Given task >> Write out all of the data below word for word, line by line, and leave the pictures out.

Information provided >>
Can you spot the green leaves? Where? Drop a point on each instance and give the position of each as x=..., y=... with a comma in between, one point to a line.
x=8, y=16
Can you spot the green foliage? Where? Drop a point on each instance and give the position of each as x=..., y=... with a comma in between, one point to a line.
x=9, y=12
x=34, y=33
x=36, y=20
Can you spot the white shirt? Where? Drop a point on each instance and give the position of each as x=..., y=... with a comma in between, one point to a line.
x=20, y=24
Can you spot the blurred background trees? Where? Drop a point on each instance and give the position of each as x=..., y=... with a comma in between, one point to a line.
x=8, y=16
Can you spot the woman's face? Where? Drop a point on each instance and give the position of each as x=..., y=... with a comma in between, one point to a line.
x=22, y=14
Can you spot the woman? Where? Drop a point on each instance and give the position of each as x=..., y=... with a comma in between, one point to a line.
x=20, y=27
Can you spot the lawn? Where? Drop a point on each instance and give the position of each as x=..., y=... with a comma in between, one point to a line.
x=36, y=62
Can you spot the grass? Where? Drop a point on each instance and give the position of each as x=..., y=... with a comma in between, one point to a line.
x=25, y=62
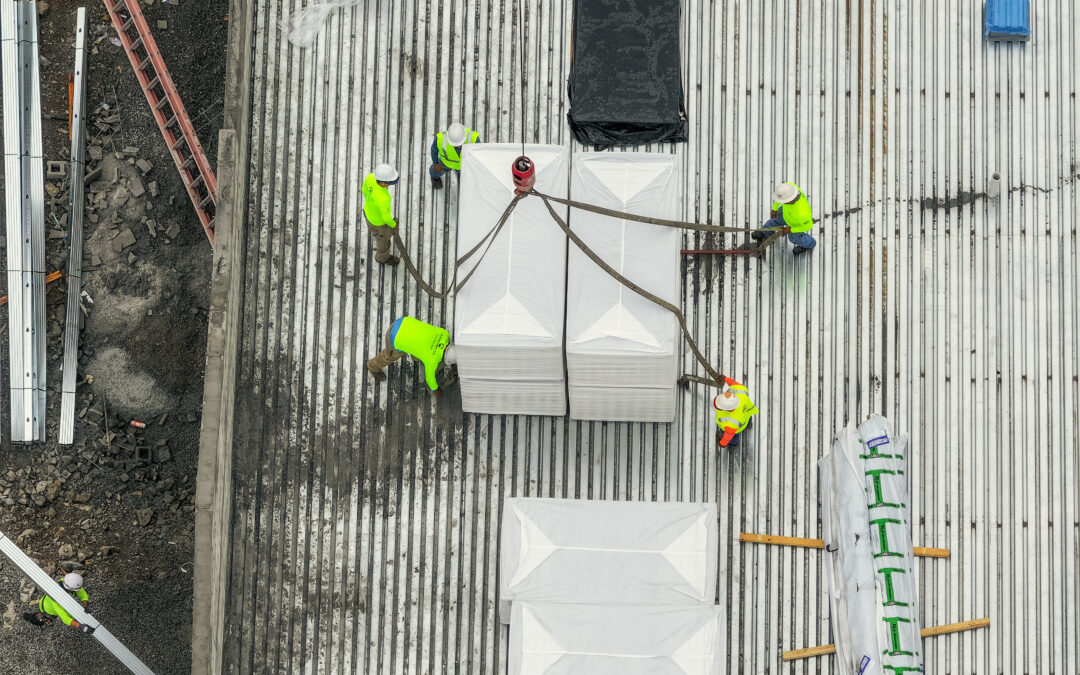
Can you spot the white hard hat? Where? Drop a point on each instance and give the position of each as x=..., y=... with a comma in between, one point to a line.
x=785, y=192
x=726, y=401
x=386, y=173
x=456, y=134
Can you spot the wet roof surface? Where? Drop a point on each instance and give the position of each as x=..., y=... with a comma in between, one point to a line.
x=365, y=521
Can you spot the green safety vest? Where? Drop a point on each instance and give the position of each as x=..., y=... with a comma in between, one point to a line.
x=796, y=216
x=423, y=341
x=740, y=417
x=377, y=202
x=448, y=154
x=48, y=606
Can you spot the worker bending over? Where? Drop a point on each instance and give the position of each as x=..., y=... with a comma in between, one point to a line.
x=377, y=211
x=791, y=208
x=733, y=412
x=430, y=345
x=446, y=151
x=48, y=609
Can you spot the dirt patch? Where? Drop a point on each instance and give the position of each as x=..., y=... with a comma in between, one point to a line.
x=130, y=390
x=146, y=269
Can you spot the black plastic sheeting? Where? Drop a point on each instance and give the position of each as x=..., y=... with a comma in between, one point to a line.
x=625, y=84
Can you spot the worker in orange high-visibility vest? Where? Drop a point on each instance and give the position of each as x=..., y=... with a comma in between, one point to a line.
x=733, y=412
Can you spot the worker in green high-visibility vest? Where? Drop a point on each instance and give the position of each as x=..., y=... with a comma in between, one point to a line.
x=791, y=208
x=446, y=151
x=430, y=345
x=377, y=212
x=48, y=609
x=733, y=412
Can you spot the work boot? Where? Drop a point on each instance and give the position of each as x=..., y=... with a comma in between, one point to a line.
x=36, y=619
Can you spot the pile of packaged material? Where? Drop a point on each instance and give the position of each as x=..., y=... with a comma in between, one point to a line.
x=508, y=323
x=866, y=521
x=622, y=349
x=605, y=586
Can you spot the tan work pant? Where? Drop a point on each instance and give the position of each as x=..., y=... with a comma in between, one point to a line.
x=382, y=239
x=385, y=358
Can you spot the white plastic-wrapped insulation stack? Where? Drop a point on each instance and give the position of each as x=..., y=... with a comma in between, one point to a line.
x=869, y=564
x=508, y=323
x=606, y=552
x=615, y=639
x=622, y=350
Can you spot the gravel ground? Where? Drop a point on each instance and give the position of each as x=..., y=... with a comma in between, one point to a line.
x=119, y=504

Exercise result >>
Can you spot the green leaves? Where? Drop a point on each instance and give the position of each as x=..., y=... with a comma in between, one point to a line.
x=8, y=16
Can you spot the green foliage? Where? Drop a point on each instance and give the position of each as x=..., y=... with a comma in between, one point to a line.
x=9, y=12
x=34, y=33
x=36, y=20
Can you spot the white shirt? Where? Drop a point on each instance and give the position of each as x=..., y=... with a comma in between, one point to a line.
x=20, y=24
Can you spot the blurred background trees? Where? Drop a point on each instance and give the position of each as x=..., y=... with a comma in between, one point to a line.
x=8, y=16
Can you spot the woman's face? Where? Drop a point on each instance and give the position of each as x=..., y=... with a comma in between, one point to a line.
x=22, y=14
Can you spot the woman? Where? Drop a point on each instance and give the position of each as x=..., y=... with a comma in between, one point to a line.
x=20, y=27
Can you spot the lawn? Where? Drop a point on each instance and give the position of each as x=..., y=... with a comma in between, one point to a line.
x=36, y=62
Can you spot the grass? Where? Drop a point on each instance and give the position of each as x=..., y=... with a comma in between, one point to a line.
x=25, y=62
Can you spot the white hard hat? Where? Drop a point on each instance and give the position of each as x=..., y=... with a comma in between, one point to a line.
x=785, y=192
x=726, y=401
x=386, y=173
x=456, y=134
Can you spot the wet roof surface? Where? Drop a point on each instance and give the position of each as x=..., y=... with a comma in between, one point to a line.
x=365, y=521
Can you spot the green safety vest? Where? Drop a point on each instance and give the position of each as x=..., y=... with a comma in between, one point to a line.
x=796, y=216
x=423, y=341
x=740, y=417
x=377, y=202
x=448, y=154
x=48, y=606
Can you spot the worker bending over? Where? Drop a point on each instance and give the position of each as x=..., y=... with a comma in between, one point to a line.
x=377, y=211
x=791, y=208
x=733, y=412
x=430, y=345
x=446, y=151
x=48, y=609
Can you spot the dirt patch? Where? Drop a point on each instance and give the position of each as x=..., y=... with a comma in between, one point to a line.
x=130, y=390
x=146, y=269
Can you spot the black plastic sheeting? Where? Drop a point on each instance and give the position of each as x=..., y=... with a comma in between, one point to a line.
x=625, y=84
Can you spot the worker in orange high-visibility vest? Where? Drop a point on each instance and give the position of each as x=..., y=... with a comma in between, one point to a line.
x=733, y=412
Can you spot the worker in green high-visibility vest? Where? Drop a point on each instance and give the position of each as x=..., y=... with a comma in between, one point to a line.
x=791, y=208
x=446, y=151
x=430, y=345
x=377, y=212
x=48, y=609
x=733, y=412
Can you spot the work boot? Where? Drop a point on each instance and give the position of each as x=..., y=... with a comma in between, one point to a line.
x=36, y=619
Can you spot the pile of packaged material? Where? Drop a point on each instance and give the position of each as x=..., y=... with a comma in between, one point to a line.
x=508, y=323
x=866, y=521
x=622, y=349
x=605, y=586
Can you spot the tan work pant? Where? Drop a point on each instance and give the position of each as x=..., y=... with a comma in between, one point to a line.
x=382, y=239
x=385, y=358
Can you spot the white plastic-wrapped insulation stack? Where? Drop a point on each instance and give the position of each as x=..., y=... with a comma in between, one point to a line.
x=869, y=564
x=508, y=323
x=606, y=552
x=615, y=639
x=622, y=350
Can you spot the gravel ground? Where? Drop a point on each instance and give the position of each as x=..., y=... with a comma in between, one point to a line.
x=119, y=504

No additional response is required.